TASK PROMPT: Select each line of the listing that contains the string "above", and copy those lines.

Entries for pointing and labeling:
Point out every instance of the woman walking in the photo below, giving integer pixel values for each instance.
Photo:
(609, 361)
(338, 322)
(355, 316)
--
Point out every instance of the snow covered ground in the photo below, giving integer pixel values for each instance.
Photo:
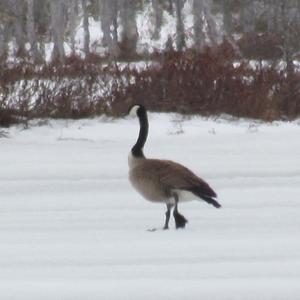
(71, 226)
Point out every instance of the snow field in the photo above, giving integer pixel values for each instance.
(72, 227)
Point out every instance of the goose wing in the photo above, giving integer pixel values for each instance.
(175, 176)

THE RESPONSE:
Point out every instance of the snow field in the photo above, giving integer pixel values for each instance.
Point out every instance of the goose wing in the photo above, giving integer pixel values for each instance.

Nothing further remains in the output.